* Start *

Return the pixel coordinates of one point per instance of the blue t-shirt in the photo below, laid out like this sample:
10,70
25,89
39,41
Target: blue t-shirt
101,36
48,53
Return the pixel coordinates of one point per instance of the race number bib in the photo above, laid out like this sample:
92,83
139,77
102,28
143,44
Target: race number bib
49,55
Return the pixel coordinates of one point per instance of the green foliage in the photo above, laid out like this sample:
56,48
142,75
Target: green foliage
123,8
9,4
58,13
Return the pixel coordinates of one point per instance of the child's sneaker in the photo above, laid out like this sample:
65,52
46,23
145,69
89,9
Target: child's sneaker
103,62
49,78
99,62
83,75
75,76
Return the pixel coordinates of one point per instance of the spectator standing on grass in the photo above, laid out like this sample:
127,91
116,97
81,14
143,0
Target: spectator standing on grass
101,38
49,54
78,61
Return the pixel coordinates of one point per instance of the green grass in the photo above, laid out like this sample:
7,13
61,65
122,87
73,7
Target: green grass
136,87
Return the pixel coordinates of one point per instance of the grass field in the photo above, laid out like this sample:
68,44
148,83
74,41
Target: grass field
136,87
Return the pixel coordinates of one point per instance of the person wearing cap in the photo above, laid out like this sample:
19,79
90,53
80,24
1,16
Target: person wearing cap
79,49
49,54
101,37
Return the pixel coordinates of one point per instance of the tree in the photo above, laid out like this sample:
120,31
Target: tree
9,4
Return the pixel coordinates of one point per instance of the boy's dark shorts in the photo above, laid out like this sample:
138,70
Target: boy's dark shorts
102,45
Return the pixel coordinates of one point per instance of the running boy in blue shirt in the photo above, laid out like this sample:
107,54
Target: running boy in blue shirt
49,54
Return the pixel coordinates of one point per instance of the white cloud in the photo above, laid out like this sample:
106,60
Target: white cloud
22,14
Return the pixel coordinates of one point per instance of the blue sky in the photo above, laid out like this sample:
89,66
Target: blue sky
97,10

* End *

• **Stated exercise**: Reproduce the whole listing above word for word, from its first line through its last.

• **Complete output**:
Return the pixel coordinates of one point per instance of the blue t-shirt in the photo below, laid out like this sample:
10,70
25,89
39,41
Target: blue t-shirt
101,36
48,53
Return the pixel coordinates of one point per instance of the race number bib in the photo above, laid out like this sample:
92,83
139,77
102,28
143,44
Target: race number bib
49,55
Return the pixel coordinates of one point per instance of the green foliage in the photo above, laid out like this sample:
56,48
142,75
Target: green foliage
123,8
9,4
58,13
Return the pixel coordinates of one point per instance of the child's sneaker in the photo above, laid out like this sample:
65,52
46,23
145,69
89,9
Target: child's sneaker
103,62
49,78
99,62
83,75
75,76
Return the pixel coordinates of one point per instance of the spectator standing on grass in the photo above, laid out like this sample:
127,91
116,97
81,14
143,0
Target: spectator standing on grass
101,38
49,54
78,61
Return the pixel coordinates of one point per instance of the green grass in the photo above, laid out like this sample:
7,13
61,65
122,87
73,7
Target: green grass
136,87
Return the pixel coordinates of one point per instance of the grass field in the photo above, laid out like this sample:
68,44
148,83
74,41
Target: grass field
136,87
Return the pixel coordinates of one point per instance of the person wearing cap in the photo above, laid out like this sample:
19,79
90,53
80,24
1,16
Target: person wearing cap
79,49
49,54
101,37
Return the pixel coordinates of one point per instance of the tree in the photo above, laid out like this sample:
120,31
Target: tree
9,4
Return the pixel coordinates of one point per instance of the boy's dark shorts in the photo above, laid out like this sample:
138,70
Target: boy's dark shorts
102,45
Return the pixel coordinates of one point per instance of the running boy in blue shirt in the photo above, laid out like this sample:
107,54
Target: running boy in blue shirt
49,54
Return the pixel coordinates of one point per instance of the white cloud in the photo above, laid out like this sample:
106,60
Target: white cloud
22,14
Return the pixel coordinates of one point per instance of the blue sky in the photo above, laid out like this sample:
89,66
Target: blue sky
97,10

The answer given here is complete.